**練習題目:**
1: 以下三項說法,哪些與林寶音這段文字相符?(a)林寶音的第一篇政治評論文章在《海峽時報》刊登後給她惹來了麻煩;(b)她的第二篇政論文章共有2125字;(c)〈言而無信〉這個標題是報社另行加上的。每項請以「是」或「否」作答,並原文引出判斷所依據的字句。
2: 能否接續林寶音這段文字,從最後一句之後往下寫?

**節選段落:**
-------

林寶音發怒了!
這位新加坡知名作家在1994年11月間天天都在翻閱報章新聞,對國會裡有關提高部長薪金的辯論感到前所未有的厭煩。正如她在不久後撰文所形容的,這簡直是個極惡昭彰的課題。她胸口憋了一股悶氣,轉而在她最感舒適的文字堡壘中尋找宣洩的出口;此刻,她文字里常見的中華文化元素以及後來的鬼怪題材,全得靠邊站。阿音 —— 她的親近好友總會如此暱稱她 —— 思潮泉涌、奮筆疾書,句句犀利、行行遞進。「我火大了。」她在25年後如此坦言,憶述起1994年那段往事仍是七情上面、情緒飽滿,仿佛才是昨日剛發生的事。「我的遣詞用字非常無禮,套用的數據非常粗糙。」她形容自己當年是如何對這項政策毫不留情地予以痛擊:「震驚和怒火急速化為一個個統計數據:『是美國總統薪金的三倍』、『部長一個月薪資可抵一個普通打工仔整整十年積蓄』等等。」
隨即筆鋒一轉,她的抨擊對象從政策轉向個人,措辭強硬地提出指控:總理吳作棟背棄了自己所承諾的協商式作風,反而任由李光耀的權威式領導取而代之。她寫道:「國人應該還記得,才剛在不久前,吳作棟領導的新政府在萬眾最殷切的期盼中誕生,以最動人的方式將新舊體制明智地結合起來。言猶在耳,政府當前所展現的姿態才愈發讓人痛心。」林寶音說,當年在寫這篇文章的兩個月前,她才發表了第一篇政治評論文章〈行動黨和人民——一個巨大的情感鴻溝 〉,也因為那篇政論處女作在《海峽時報》刊登後並沒有給她帶來任何麻煩,所以她膽子變大了。她沒花太多時間就寫完這洋洋洒洒2125字的第二篇政論文章,自行打上標題:〈言而無信〉,發給了《海峽時報》。

-------

(資料集中的若干列)
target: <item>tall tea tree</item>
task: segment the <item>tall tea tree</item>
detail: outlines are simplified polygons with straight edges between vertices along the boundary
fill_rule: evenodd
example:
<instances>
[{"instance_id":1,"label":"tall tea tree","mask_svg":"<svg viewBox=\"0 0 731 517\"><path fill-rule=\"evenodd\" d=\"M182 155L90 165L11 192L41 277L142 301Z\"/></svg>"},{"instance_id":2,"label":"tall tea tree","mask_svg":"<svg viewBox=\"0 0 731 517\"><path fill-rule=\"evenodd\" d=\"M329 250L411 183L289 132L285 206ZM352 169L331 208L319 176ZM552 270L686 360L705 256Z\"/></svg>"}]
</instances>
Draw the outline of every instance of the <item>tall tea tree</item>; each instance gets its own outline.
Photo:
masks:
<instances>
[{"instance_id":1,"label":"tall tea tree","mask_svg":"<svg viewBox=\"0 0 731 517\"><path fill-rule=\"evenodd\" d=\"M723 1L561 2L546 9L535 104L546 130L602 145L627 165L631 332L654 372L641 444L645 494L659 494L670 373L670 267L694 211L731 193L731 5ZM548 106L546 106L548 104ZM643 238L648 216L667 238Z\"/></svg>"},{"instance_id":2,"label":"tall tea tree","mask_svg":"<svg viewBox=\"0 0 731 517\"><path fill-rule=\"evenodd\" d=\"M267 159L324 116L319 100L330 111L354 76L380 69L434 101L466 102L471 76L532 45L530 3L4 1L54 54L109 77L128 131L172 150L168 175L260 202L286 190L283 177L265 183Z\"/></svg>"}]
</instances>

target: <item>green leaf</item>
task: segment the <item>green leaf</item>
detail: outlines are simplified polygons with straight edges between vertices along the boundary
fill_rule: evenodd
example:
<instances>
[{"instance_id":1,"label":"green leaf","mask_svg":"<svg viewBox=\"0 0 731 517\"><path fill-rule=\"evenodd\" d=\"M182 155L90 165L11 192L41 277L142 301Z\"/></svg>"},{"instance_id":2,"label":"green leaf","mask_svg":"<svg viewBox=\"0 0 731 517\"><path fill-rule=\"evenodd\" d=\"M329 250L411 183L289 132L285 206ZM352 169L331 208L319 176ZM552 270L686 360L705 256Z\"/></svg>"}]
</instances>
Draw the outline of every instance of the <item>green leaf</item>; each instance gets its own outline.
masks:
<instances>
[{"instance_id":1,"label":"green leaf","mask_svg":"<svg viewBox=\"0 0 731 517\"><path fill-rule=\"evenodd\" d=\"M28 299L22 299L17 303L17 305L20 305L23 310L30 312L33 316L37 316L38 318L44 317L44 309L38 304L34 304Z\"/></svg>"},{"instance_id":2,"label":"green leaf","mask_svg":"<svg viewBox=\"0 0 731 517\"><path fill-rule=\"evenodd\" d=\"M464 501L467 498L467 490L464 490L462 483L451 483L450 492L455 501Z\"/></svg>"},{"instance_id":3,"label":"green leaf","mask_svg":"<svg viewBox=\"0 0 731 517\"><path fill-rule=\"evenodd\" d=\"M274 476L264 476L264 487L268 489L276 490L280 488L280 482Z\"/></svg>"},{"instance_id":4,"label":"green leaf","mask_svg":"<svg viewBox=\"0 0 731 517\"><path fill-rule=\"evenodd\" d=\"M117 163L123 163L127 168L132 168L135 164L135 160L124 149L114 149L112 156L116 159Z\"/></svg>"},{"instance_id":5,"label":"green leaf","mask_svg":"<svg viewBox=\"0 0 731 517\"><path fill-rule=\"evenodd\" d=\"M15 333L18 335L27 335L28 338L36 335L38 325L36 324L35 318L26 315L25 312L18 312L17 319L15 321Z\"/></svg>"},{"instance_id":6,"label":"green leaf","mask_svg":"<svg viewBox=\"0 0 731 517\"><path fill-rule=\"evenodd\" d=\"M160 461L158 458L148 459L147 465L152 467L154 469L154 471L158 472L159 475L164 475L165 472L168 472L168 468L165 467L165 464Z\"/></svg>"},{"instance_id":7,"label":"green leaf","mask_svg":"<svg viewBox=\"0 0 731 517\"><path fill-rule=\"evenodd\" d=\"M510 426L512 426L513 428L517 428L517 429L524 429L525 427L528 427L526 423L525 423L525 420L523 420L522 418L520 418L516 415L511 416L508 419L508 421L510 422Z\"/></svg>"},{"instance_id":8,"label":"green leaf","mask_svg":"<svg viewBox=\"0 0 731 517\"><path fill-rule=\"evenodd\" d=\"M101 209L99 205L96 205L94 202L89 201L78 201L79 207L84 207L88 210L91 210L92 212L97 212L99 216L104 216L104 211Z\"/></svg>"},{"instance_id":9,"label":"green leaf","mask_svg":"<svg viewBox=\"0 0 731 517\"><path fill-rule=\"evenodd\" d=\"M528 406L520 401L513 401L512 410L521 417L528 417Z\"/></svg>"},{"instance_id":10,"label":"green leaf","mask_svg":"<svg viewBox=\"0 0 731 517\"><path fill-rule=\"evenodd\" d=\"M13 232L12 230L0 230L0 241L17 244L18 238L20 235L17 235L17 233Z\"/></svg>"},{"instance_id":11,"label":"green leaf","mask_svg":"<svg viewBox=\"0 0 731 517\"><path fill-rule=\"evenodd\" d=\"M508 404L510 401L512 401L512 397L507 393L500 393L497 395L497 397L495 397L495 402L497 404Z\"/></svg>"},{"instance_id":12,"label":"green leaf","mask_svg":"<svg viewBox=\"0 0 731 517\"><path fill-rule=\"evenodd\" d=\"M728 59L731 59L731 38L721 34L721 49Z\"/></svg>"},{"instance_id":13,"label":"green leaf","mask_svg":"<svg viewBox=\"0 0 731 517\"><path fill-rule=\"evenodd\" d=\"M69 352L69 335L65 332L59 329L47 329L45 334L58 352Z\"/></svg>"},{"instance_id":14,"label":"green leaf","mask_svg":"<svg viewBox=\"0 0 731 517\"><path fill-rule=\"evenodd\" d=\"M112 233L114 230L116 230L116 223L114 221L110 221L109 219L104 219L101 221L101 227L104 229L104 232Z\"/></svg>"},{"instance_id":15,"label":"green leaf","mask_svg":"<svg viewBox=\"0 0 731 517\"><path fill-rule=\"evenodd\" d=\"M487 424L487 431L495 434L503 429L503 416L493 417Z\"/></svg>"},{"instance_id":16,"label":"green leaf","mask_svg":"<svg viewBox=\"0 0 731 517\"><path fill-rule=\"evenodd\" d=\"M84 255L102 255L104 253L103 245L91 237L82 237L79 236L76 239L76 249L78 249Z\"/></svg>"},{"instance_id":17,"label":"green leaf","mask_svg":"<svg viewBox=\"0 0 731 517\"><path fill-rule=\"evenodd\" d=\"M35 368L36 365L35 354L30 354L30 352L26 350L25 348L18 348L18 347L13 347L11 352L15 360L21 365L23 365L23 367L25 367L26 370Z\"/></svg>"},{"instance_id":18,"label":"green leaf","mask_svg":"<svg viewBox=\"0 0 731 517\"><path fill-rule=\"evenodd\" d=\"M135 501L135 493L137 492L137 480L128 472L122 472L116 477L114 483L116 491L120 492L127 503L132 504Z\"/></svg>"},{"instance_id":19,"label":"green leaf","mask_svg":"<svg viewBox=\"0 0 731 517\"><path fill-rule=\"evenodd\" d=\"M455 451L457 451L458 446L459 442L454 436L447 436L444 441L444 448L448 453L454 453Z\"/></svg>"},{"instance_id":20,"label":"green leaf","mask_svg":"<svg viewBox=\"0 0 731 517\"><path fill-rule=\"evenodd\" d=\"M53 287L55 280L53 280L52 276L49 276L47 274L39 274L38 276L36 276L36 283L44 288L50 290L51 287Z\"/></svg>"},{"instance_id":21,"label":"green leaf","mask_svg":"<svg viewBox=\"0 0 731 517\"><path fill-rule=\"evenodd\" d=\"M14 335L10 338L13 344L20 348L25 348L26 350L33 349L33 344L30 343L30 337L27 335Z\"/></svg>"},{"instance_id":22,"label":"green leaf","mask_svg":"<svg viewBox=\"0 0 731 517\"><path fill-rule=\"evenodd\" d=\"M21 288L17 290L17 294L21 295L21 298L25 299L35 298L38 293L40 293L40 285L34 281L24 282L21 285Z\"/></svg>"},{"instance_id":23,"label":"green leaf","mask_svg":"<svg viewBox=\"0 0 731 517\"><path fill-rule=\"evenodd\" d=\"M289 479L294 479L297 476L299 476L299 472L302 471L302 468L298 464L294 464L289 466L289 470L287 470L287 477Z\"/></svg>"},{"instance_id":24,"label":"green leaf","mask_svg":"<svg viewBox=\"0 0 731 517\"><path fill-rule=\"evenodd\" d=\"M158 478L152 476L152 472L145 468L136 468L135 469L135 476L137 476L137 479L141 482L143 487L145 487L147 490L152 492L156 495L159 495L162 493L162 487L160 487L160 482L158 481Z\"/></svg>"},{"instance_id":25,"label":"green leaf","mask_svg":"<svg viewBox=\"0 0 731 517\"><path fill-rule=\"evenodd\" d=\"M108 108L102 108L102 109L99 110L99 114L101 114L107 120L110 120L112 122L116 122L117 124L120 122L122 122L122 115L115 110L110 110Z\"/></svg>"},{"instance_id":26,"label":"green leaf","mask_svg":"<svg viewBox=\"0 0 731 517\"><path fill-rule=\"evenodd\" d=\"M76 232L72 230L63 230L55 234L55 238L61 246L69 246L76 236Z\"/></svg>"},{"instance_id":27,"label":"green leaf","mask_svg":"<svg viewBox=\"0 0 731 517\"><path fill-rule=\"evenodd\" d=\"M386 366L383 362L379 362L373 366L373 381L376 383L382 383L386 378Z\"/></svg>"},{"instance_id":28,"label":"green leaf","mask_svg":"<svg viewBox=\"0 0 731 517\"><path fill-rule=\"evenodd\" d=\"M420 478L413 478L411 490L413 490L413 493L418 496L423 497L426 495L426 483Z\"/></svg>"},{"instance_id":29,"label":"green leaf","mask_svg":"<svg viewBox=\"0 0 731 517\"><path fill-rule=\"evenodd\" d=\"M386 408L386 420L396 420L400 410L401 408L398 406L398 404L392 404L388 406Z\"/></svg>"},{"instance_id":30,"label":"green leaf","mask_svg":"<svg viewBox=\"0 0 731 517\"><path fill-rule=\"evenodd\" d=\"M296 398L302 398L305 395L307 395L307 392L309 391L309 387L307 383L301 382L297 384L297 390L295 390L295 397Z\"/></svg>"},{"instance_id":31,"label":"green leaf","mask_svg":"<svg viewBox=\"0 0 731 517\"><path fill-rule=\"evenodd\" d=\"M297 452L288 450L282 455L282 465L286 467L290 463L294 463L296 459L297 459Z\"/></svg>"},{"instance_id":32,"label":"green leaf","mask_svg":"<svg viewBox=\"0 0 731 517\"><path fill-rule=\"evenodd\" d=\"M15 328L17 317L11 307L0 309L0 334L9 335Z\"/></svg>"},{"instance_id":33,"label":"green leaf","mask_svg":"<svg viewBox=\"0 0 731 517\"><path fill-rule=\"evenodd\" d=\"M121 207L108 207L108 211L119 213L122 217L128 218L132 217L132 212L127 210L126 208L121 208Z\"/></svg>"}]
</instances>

-------

**題目解答:**
1:
(a)否:「並沒有給她帶來任何麻煩」
(b)是:「這洋洋洒洒2125字的第二篇政論文章」
(c)否:「自行打上標題:〈言而無信〉」

2:
1994年11月20日,是個星期天,吳作棟起了個大早,拿出《海峽時報星期刊》翻閱。第12版的一則長文馬上引起了他的注意。標題是:〈一個政府,兩種風格〉,是作家林寶音所寫的評論文章。讀者不可能錯過報章上這樣的文章;以新聞業界術語形容:四分之三版,通八欄,李光耀和吳作棟兩人的照片對開排列。阿作——他的親近好友總會如此暱稱他,即使在他當總理之後也不例外——仔細地閱讀,手中握著一支筆,在言辭冒犯的段落旁重重劃線標出。待他看完後,全文計有28處線條標記,三處打上星號,四個詞彙劃了下橫線。這個男子惱火了。25年過去了,這些圖標標記還殘留在報紙上,宛如深烙抹不去的疤痕。
不過阿作透露,如果說他生氣了,老李(李光耀)的反應還要比他更快更猛。「我是惱火了,他卻是怒火中燒。」他憶述著。「不過這也是他的慣常反應。他要對她作出回應,詢問了我和幾位部長,我們都勸他別這麼做。若他去回應林寶音,就等於印證了文章的結論。」換言之,就是阿音所說的,吳作棟政權不過是李光耀的傀儡。阿作決定親自出馬回應阿音,就此上演了他主政歲月里最有看頭的一場大戲,也掀起了一場無論從哪方面看都實力懸殊的不對稱戰役:高個兒領導對上嬌柔小女子、政治對上藝術、權勢對上巧言。高爾夫球運動里的「越界標記」,在新加坡語境里就此成了政治流行語。而這場風波也在不經意間,不只在這個理應更為開放的吳作棟主政年代裡,讓對於公民社會與言論自由的默許界限瞬間降溫冷卻;也同時讓民眾見識到好好先生阿作也能翻臉耍狠。
他通過新聞秘書發出了長達三頁的回應,列出12點反駁。回應中重申政府對協商共識政治的承諾未改變,卻也闡明,這並不意味著總理會「對以藝術外衣為掩護的政治批評加以姑息」。歡迎不同意見的同時,總理也會對錯誤的觀點作出駁斥,必要時絕不手軟。「身為一國總理,如果不這麼做,他將失去新加坡人對他的尊重,自也難以繼續推行他所制定的政策......一國總理不可任由政治領域之外的記者、小說家、短篇故事作者或劇團,來制定政治議程。」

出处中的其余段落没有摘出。